**Objective:** From the items below, pull out every line that contains the string "uniform" and copy each such line in full.

## Begin Stored records

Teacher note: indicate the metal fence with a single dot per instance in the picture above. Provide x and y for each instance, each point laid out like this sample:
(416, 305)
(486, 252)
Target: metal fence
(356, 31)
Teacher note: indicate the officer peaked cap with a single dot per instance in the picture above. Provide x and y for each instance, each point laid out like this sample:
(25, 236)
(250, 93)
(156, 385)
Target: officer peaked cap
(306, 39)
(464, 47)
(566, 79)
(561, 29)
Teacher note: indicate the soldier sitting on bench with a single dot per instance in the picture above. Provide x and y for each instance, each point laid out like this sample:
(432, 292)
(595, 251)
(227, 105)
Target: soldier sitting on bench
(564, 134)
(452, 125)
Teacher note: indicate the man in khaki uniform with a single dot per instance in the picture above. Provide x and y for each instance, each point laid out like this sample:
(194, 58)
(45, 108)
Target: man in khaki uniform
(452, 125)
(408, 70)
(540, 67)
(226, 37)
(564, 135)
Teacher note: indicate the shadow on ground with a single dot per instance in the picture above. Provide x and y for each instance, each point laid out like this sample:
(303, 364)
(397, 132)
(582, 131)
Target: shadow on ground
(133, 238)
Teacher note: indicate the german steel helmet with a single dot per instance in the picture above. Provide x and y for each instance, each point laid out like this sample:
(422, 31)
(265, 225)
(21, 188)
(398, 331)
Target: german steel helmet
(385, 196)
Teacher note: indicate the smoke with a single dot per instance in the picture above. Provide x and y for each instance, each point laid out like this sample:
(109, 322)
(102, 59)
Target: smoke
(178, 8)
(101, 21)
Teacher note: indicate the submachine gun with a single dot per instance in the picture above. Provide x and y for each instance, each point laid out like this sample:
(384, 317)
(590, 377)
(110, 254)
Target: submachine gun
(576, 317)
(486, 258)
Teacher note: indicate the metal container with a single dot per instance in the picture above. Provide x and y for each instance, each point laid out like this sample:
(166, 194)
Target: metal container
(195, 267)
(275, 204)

## End Stored records
## Begin Stored records

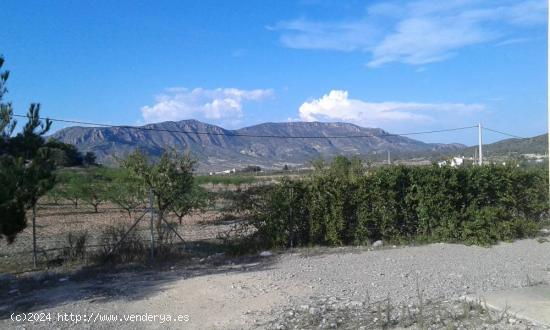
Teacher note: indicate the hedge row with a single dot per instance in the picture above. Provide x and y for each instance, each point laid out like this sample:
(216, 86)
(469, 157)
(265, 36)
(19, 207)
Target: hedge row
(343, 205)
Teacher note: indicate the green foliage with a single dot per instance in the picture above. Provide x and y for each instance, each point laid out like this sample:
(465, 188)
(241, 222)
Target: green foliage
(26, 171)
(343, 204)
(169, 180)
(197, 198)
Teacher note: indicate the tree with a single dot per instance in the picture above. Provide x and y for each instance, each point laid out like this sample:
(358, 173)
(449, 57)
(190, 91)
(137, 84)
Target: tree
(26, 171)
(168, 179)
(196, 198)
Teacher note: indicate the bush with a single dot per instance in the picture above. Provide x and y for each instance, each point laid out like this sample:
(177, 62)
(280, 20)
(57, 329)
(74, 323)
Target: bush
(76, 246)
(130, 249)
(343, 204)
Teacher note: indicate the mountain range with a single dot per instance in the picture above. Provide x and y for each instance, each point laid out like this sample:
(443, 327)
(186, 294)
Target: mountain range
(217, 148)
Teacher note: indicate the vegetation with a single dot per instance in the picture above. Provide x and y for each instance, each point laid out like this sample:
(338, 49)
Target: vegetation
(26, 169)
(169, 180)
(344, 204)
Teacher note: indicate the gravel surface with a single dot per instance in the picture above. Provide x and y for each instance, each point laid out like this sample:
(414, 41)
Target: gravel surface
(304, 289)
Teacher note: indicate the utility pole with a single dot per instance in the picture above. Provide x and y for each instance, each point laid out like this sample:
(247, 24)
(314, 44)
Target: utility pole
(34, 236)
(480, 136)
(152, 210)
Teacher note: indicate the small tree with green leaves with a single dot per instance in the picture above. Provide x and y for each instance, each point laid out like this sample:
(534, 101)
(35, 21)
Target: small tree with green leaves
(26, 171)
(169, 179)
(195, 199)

## End Stored records
## Begin Stored records

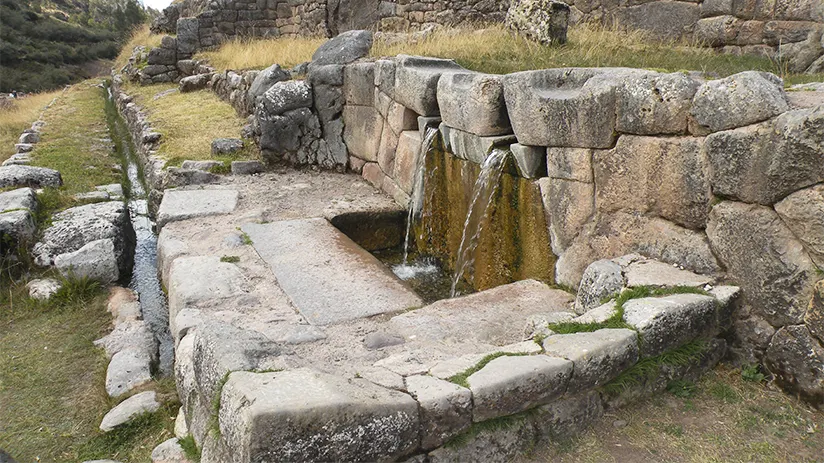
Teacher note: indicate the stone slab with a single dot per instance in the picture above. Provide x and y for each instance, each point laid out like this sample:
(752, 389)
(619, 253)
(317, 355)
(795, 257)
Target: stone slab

## End Stored records

**The output:**
Teacher note: indicate the man in khaki uniform with a single dot per instance in the picture above. Provide x and y for each instance, each point laid out like this sample:
Target: man in khaki uniform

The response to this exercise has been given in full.